Text shown

------------------------------------------------------------

Over servicing is another paragraph in the chapter on TCM and is worth mentioning. Zetler and Bonello give us the figures that a minimum of 6 sessions of acupuncture is to give the patient a fair chance of testing its effect. For some chronic conditions, 20 sessions may be required. And in modern clinical trials, 8-20 sessions of acupuncture are common. I don’t agree that putting figures like this is a book of this nature is of benefit to the community or TCM profession. They quote “Over servicing is identified by third-party insurers”. Third party insurers are fundamentally in a business to make a profit from their financially contributing members and if more profit means paying for fewer treatments, then that is what they do. The reason modern clinical trials only do 8-20 sessions, is because the Universities only have limited funds to conduct the trial in the first place and can only afford trials with limited number of treatments. So then it appears that if acupuncturists are asking their patients to come more than 8 times, they are over servicing. And the code of ethics also reminds practitioners of the vulnerability of patients !! In New Zealand with the Accident Compensation Corporation, ACC, we have seen the government controlled insurance company gradually; keep cutting back the money that is being paid out. Just over 10 years ago, a patient used to be able to get up to 48 treatments for an infraspinatous sprain or tear. Now they get 20 treatments. Now after having attending the various ACC seminars, if reading between the lines, they basically want acupuncturists to see the patient for less time and hence charge out less. To get the point across, they don’t mind if we see the patient for a longer session, but they want us to charge out less.
I know for me, the best results that I have obtained have been with patients that who have had more than 20 treatments. One thing is certain, results such as re-growth in the spinal disk, significant reduction of osteo-arthritic status and correction in kyphosis and so forth, won’t be achieved with 8 treatments.
Each of the separate CAM modalities, as discussed in their individual chapters, have a general theme to them and include discussion on history, recognition and status of the profession in law, health funds, professional associations, education, how it works, scope of practice, safety, ethics and record keeping.
There is a chapter on research and discusses the different type of research that the universities are partaking in. It enlightens one to the randomized clinical trial, case control and cohort studies and quantitative verses qualitative research. The ethics considered when undertaking and applying for research is explained. I know in New Zealand, where TCM research lags considerably behind Australia, it is largely due to the Ethics department in Dunedin rejecting most TCM research applications. I expect situations like this will gradually change as New Zealand heads for its own TCM registration and we have more students graduating with a Bachelor and hopefully later obtaining master degrees.
In the final analysis, would I suggest that you run out and buy this book.
It would depend who you are. Certainly a copy should be in any TCM college library and this copy from Elsevier will be forwarded to the New Zealand College of Acupuncture and TCM. That college has just started its bachelor program and I am certain students will get a lot of this book even though it is focused on the Australian setting.
The book is symbolic of the changing nature of the acupuncture and TCM profession. Thirty years ago the best book on acupuncture available was the Outline of Acupuncture and they didn’t even teach ethics at college. One of my lecturers actually married his student. And just for the record, he is still married to her. So much for ethics!

------------------------------------------------------------

What to work on
Copy out the part of the review starting at "I know for me, the" and ending at "with 8 treatments.".

[Dataset items]

------------------------------------------------------------

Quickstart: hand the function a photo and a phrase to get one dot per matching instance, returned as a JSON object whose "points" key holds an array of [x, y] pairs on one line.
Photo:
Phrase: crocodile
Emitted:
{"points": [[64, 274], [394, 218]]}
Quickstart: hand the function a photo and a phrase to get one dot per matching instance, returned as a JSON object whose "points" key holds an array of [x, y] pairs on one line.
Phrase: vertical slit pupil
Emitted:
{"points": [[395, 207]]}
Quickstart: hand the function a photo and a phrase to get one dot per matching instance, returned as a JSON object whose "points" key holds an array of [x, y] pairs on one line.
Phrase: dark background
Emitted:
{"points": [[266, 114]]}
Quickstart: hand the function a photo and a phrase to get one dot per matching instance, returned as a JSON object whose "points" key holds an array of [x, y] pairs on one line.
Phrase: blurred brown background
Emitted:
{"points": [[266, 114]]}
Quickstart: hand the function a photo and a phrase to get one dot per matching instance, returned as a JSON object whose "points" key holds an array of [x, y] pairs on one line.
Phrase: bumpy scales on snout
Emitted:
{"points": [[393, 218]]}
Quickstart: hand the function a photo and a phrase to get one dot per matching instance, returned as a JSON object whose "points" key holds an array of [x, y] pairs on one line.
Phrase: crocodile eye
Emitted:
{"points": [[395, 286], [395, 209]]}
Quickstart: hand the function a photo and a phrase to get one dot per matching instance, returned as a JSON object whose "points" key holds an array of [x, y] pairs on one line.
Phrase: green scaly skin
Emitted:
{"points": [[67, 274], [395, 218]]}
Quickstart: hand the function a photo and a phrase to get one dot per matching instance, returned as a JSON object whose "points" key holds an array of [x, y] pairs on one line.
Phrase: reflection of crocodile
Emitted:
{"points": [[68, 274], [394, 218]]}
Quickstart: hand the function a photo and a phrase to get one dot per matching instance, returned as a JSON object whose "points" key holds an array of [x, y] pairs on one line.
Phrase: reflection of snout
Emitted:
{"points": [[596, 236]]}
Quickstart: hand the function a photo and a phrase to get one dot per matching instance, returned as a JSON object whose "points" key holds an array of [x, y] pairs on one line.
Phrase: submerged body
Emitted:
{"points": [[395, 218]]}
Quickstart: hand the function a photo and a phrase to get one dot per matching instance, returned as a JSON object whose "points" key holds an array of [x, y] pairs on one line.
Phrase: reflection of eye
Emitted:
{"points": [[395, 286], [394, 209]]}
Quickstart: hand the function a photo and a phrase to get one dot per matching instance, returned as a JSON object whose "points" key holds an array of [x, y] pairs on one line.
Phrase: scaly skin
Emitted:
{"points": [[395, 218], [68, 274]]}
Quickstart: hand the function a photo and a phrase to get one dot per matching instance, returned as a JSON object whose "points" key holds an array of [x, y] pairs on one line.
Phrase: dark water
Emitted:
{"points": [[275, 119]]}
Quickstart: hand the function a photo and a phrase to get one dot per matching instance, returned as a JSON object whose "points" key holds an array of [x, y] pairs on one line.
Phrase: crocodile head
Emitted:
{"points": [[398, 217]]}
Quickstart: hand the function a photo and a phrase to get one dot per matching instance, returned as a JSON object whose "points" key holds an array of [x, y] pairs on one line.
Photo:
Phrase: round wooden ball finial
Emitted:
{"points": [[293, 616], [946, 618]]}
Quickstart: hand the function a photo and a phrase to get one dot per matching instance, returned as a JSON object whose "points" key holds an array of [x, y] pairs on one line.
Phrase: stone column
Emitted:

------------------------------------------------------------

Written solution
I know for me, the best results that I have obtained have been with patients that who have had more than 20 treatments. One thing is certain, results such as re-growth in the spinal disk, significant reduction of osteo-arthritic status and correction in kyphosis and so forth, won’t be achieved with 8 treatments.